Given records:

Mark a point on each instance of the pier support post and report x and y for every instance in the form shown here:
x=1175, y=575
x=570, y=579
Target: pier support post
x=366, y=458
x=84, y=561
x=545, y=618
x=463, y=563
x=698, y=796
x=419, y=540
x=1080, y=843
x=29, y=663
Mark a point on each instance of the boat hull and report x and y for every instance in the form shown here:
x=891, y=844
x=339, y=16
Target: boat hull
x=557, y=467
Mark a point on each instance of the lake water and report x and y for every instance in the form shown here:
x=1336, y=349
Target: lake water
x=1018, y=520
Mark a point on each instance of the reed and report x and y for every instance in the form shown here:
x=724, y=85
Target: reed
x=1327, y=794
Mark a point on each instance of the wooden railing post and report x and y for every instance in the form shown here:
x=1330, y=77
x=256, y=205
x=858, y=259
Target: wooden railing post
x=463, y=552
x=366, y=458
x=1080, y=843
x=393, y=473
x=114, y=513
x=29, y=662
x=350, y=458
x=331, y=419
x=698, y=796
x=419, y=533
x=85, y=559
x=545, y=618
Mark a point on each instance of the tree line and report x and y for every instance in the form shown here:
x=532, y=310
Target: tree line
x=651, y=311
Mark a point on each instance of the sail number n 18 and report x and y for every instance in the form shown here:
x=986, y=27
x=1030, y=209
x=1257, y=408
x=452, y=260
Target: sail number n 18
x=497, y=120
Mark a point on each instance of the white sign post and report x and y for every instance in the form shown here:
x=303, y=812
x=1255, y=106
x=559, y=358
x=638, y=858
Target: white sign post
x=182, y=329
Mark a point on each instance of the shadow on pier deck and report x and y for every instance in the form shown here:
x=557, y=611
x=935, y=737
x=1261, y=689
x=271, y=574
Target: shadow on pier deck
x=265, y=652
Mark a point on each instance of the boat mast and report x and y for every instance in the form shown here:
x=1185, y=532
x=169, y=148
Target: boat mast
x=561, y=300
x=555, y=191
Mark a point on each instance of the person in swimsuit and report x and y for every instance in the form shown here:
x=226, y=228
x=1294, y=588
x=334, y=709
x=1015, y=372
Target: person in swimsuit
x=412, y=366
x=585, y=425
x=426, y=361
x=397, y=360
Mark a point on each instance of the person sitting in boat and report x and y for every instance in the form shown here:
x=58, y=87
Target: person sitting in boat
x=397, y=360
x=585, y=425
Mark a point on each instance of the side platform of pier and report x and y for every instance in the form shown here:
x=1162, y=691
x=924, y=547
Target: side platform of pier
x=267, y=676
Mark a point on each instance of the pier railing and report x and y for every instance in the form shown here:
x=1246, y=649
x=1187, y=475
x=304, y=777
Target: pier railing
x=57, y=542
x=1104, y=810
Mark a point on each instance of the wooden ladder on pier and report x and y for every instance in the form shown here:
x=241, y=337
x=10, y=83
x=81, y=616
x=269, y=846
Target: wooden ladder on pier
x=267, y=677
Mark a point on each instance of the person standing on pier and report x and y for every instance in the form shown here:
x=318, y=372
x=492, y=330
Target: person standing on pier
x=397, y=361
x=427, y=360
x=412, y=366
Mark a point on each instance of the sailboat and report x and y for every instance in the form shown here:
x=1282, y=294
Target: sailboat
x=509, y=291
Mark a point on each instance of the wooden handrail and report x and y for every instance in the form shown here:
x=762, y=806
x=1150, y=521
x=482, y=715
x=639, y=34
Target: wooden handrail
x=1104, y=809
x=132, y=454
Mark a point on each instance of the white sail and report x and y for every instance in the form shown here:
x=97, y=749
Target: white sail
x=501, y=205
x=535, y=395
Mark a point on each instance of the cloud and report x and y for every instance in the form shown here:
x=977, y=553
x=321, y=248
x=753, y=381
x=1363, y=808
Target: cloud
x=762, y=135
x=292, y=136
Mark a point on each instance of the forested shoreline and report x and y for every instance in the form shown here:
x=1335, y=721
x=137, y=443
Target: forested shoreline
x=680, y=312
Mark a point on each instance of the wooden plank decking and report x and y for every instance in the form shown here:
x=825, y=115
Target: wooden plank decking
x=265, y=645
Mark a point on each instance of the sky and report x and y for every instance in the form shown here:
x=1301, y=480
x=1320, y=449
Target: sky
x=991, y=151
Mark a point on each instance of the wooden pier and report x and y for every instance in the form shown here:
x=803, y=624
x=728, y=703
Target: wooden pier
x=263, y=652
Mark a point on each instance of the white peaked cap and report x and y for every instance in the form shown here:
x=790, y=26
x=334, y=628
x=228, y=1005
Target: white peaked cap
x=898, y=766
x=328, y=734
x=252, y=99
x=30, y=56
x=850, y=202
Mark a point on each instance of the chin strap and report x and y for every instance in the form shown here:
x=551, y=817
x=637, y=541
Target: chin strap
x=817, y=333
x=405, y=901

Problem:
Every line from the start of the material above through the line that contains "x=858, y=259" must be written out exactly, with both ends included.

Written answer:
Mark a point on each instance of the pier support post and report x and y for every instance in the form shown here:
x=1175, y=575
x=570, y=579
Target: pier support post
x=366, y=458
x=84, y=561
x=545, y=618
x=463, y=563
x=698, y=796
x=419, y=540
x=1080, y=843
x=29, y=663
Mark a point on each instance of the boat hull and report x and y for every instance in the form shown here:
x=891, y=844
x=339, y=16
Target: boat hull
x=557, y=467
Mark a point on each instance of the lake water and report x and y for every instance in the form shown here:
x=1336, y=349
Target: lake water
x=1018, y=520
Mark a point on each instance of the reed and report x and y for every instance in the form shown here:
x=724, y=85
Target: reed
x=1327, y=794
Mark a point on each instance of the wooden railing post and report x and y for every instance in the form shown here:
x=1330, y=77
x=256, y=205
x=858, y=259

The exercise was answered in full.